Stated exercise 1. Print the entries word for word, from the line containing "Target: cloudy sky" up to and including the last line of the entries, leaving out the pictures.
-- Begin Document text --
A folded flag sits on a casket during ceremonial funeral training at Ellsworth Air Force Base, S.D., Feb. 22, 2016. (U.S. Air Force photo by Airman Sadie Colbert/Released)
November 05, 2022

Most of the people who came to say their final farewells to 90-year-old Richard “Dick” Feasel early this month in Colorado Springs knew him as a quick-witted retiree and hall of fame bowler who’d rolled several perfect 300 games during his long tenure on the lanes.

What many of them didn’t know — at least not until Feasel’s friend and former co-worker Jim Auburg took the mic to address the gathered mourners — was that the man they were there to memorialize had spent the most impactful chapter of his life focusing on an entirely different kind of strike.

The kind of strike generations of Americans feared would come from above.

“I call him an ‘unsung hero of the Cold War,'” said Auburg, who in the mid-1960s joined Feasel’s team programming and maintaining the nation’s first missile warning system from a fluorescent-lit bunker deep within the “granite shielded security” of the new Cheyenne Mountain Complex.

Because of Feasel and a handful of tech-geek colleagues at the dawn of the modern age, the nation survived to tell the tale — and forget the players.

“Had it not been for them implementing this system, the world as we know it would not exist,” Auburg said. “And today nobody knows who they were, or at least nobody remembers.”

Thankfully, that’s no longer the case.

Dick Feasel grew up in a farming family in Ohio in the years before World War II. He graduated as his high school valedictorian but couldn’t afford the tuition it would take to earn his math degree so he joined the Army.

The military track, like farming, turned out not to be his style. It did, however, lead him to the community and work that would define his professional life, first as an RCA whiz supporting the early space program by tracking and measuring the flight characteristics of test missiles fired from Cape Kennedy, from a floating base aboard a Downrange Anti-missile Measurement Program ship.

When RCA won the government contract to implement, design, and deploy America’s first ballistic missile early warning system, the company tapped Feasel to head up the job.

It was the late 1950s and tensions had been mounting with the Soviet Union, then the only other nation with nuclear capabilities. The world’s superpowers were armed and ready, but everyone was still in the dark defense-wise.
-- End Document text --
-- Begin Data extract --
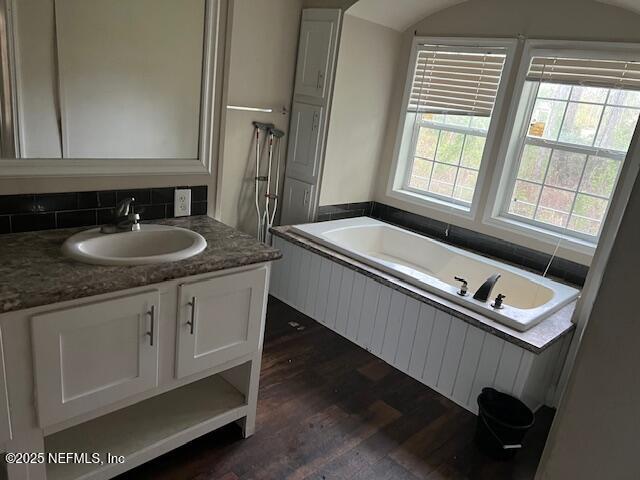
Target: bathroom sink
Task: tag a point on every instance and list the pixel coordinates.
(150, 244)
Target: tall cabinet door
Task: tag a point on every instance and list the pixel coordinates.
(304, 141)
(219, 319)
(297, 207)
(318, 33)
(89, 356)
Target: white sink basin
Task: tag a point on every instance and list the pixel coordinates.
(150, 244)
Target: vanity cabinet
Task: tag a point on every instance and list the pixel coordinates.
(315, 67)
(219, 319)
(92, 355)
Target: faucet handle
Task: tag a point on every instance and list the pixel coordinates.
(463, 288)
(497, 303)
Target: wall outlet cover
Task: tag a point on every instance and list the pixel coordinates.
(182, 202)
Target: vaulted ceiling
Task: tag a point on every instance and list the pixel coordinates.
(401, 14)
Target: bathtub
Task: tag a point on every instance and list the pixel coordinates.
(432, 266)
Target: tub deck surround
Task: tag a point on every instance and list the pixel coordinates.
(34, 272)
(528, 298)
(536, 339)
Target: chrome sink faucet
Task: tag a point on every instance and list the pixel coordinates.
(124, 220)
(485, 289)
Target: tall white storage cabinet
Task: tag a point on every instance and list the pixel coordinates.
(315, 71)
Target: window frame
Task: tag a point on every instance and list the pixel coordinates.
(407, 125)
(514, 138)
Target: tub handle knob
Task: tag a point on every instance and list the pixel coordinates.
(463, 288)
(497, 303)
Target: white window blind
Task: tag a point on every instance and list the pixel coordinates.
(582, 71)
(456, 81)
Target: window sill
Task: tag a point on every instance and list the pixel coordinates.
(431, 203)
(546, 236)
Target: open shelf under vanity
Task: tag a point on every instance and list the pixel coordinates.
(146, 429)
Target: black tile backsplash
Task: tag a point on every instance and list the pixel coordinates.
(30, 212)
(344, 210)
(560, 268)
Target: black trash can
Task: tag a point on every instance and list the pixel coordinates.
(503, 421)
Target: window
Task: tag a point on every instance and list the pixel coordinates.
(580, 116)
(452, 92)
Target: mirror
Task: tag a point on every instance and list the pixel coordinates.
(125, 84)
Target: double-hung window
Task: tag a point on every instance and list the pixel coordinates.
(450, 101)
(576, 117)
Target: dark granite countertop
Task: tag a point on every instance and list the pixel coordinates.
(536, 339)
(34, 272)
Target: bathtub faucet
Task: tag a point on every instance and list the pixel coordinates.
(484, 292)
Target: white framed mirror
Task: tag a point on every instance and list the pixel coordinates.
(108, 87)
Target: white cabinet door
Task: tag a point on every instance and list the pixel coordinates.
(316, 50)
(304, 142)
(92, 355)
(298, 202)
(5, 423)
(219, 319)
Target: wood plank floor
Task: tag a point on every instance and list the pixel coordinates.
(329, 410)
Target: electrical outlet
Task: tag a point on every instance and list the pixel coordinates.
(182, 202)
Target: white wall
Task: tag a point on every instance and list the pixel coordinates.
(367, 59)
(41, 78)
(568, 19)
(595, 434)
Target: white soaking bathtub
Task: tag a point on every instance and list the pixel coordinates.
(432, 265)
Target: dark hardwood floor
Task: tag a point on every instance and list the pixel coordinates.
(329, 410)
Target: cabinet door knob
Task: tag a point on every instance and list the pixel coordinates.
(152, 314)
(192, 322)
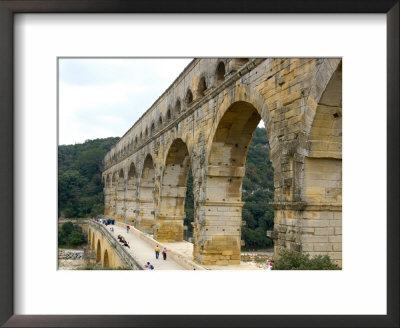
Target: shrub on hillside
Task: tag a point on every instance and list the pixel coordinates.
(291, 260)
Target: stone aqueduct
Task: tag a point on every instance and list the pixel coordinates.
(205, 121)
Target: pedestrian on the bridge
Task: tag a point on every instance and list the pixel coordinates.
(157, 250)
(149, 266)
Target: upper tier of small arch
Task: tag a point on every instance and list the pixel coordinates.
(195, 81)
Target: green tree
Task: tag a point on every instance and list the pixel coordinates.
(291, 260)
(80, 188)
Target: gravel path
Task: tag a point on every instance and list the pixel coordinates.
(143, 252)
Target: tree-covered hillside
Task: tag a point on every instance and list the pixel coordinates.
(80, 191)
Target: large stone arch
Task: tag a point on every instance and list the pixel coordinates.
(106, 260)
(131, 194)
(113, 194)
(172, 192)
(146, 219)
(93, 245)
(120, 197)
(107, 193)
(217, 233)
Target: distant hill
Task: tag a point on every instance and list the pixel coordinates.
(80, 191)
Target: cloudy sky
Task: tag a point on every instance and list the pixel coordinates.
(100, 98)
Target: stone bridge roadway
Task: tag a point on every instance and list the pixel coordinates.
(142, 250)
(179, 255)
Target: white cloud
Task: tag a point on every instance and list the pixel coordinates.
(99, 98)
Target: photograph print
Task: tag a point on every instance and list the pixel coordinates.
(200, 163)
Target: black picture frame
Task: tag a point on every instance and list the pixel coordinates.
(10, 7)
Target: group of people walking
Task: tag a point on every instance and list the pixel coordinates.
(164, 252)
(123, 241)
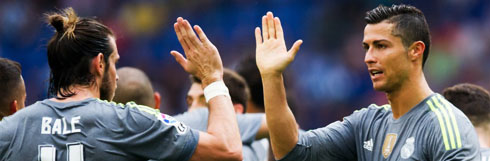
-- End Data extract --
Stated exercise 2.
Answer these from the article about Dick Feasel:
(a) How old was Feasel when mourners gathered to say farewell?
(b) Which company won the government contract to implement, design, and deploy America's first ballistic missile early warning system?
(c) Why did Feasel join the Army after high school?

Full output 1.
Target: cloudy sky
Task: tag a point on every instance and list the pixel coordinates.
(100, 98)
Target: stone bridge roadway
Task: tag a point on every instance and list the pixel coordinates.
(142, 250)
(179, 255)
Target: white cloud
Task: tag a point on every instance and list the pixel coordinates.
(99, 98)
Target: photograph print
Task: tag a point on every instance and list the pixel coordinates.
(200, 163)
Target: black picture frame
Task: tag a point on every instance and list the pixel coordinates.
(10, 7)
Target: group of people walking
Task: tag a point on every instance and list the pixel coordinates.
(164, 252)
(123, 241)

Full output 2.
(a) He was 90 years old.
(b) RCA won the contract.
(c) He couldn't afford the tuition it would take to earn his math degree.